§ **OPDRACHT**: Tel in de records hoeveel regels de tekenreeks "plant" bevatten, waarbij het verschil tussen hoofdletters en kleine letters telt, en geef alleen dat getal.

(Opgeslagen gegevens)
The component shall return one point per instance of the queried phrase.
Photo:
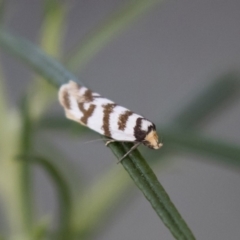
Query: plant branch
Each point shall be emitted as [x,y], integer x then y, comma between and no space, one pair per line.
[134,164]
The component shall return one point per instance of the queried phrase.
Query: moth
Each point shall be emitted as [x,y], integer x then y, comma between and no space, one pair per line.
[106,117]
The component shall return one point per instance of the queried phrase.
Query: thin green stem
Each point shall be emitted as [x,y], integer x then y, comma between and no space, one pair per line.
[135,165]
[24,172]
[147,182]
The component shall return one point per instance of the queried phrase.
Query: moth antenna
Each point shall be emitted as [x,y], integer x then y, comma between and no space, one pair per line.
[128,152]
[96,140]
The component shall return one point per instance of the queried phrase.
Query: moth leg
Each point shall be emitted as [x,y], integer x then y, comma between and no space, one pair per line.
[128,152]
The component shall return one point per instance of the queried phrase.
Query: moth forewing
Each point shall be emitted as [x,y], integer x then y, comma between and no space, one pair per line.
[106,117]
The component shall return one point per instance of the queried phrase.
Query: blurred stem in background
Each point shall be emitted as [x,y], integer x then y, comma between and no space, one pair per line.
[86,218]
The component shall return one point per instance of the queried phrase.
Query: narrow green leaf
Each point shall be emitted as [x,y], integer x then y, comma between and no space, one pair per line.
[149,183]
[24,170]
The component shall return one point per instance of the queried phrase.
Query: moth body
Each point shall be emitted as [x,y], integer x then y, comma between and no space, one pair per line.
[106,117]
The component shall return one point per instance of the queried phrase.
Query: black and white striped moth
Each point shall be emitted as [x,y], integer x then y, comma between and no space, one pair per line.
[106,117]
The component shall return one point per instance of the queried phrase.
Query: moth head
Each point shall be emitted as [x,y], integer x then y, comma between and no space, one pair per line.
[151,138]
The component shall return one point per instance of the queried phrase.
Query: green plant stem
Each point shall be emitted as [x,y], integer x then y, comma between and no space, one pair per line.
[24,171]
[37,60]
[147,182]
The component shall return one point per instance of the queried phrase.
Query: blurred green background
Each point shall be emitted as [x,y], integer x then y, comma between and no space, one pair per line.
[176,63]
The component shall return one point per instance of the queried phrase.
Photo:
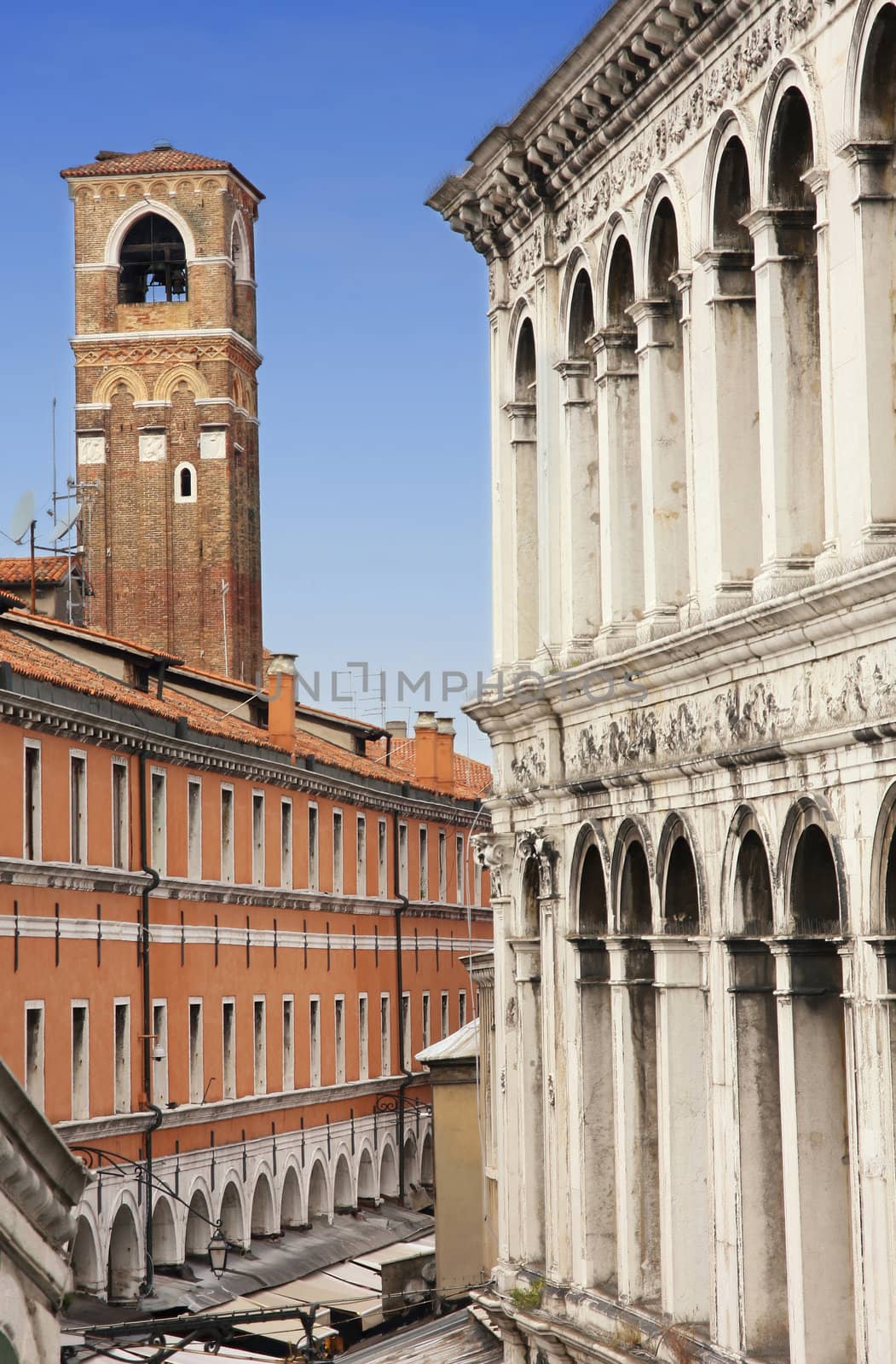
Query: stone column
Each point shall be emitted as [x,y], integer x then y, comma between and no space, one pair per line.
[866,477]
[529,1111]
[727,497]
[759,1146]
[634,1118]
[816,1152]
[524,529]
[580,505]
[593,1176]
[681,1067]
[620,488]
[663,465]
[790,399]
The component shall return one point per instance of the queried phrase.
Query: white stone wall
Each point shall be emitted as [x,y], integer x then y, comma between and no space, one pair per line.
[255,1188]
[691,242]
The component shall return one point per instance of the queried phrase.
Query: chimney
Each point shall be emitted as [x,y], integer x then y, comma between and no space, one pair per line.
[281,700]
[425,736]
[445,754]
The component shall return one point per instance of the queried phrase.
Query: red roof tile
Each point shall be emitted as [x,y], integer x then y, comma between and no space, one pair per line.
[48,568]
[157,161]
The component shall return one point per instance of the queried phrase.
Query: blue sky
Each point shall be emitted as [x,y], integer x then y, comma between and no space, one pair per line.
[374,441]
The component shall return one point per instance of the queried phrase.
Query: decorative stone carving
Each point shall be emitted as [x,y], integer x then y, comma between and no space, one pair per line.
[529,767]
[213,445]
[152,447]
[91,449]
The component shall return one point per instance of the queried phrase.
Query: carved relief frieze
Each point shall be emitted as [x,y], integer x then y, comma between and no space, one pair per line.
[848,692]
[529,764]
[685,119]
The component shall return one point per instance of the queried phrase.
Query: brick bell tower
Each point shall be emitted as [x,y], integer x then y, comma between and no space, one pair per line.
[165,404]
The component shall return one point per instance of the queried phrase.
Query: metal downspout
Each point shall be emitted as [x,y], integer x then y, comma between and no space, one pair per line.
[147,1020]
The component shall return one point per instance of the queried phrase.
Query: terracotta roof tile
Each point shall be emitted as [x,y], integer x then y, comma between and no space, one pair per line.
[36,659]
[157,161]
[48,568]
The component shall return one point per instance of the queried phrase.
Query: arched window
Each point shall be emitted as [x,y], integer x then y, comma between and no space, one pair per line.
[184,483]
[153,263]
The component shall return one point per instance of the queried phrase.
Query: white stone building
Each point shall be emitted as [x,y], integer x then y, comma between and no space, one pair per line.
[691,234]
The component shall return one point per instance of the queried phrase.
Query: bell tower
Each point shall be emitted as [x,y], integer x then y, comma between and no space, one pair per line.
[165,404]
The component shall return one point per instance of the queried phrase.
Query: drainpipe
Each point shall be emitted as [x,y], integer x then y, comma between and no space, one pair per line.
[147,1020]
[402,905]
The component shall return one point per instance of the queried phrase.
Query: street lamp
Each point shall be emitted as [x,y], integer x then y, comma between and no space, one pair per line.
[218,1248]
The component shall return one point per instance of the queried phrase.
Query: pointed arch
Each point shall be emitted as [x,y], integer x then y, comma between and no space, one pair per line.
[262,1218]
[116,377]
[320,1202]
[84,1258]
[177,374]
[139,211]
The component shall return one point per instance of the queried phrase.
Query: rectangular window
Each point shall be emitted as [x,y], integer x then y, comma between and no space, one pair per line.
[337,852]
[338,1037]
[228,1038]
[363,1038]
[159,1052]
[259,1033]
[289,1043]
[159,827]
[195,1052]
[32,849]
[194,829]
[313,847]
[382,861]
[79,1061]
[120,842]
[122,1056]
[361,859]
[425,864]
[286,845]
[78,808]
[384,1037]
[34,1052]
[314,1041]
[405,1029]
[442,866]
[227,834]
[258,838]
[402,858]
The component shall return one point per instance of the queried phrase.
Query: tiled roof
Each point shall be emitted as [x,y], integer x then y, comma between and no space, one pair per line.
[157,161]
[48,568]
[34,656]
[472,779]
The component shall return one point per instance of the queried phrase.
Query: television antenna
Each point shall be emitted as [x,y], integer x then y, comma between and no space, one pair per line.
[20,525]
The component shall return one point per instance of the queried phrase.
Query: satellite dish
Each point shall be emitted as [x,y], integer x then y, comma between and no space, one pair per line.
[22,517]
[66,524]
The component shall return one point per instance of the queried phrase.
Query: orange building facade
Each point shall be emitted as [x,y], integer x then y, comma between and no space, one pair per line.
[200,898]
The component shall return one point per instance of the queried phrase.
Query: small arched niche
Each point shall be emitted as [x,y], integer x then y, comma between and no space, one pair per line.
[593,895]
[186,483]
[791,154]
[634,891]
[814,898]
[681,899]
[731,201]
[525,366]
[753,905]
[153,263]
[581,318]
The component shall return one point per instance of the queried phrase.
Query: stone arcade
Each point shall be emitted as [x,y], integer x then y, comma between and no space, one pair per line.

§ **RESULTAAT**: 2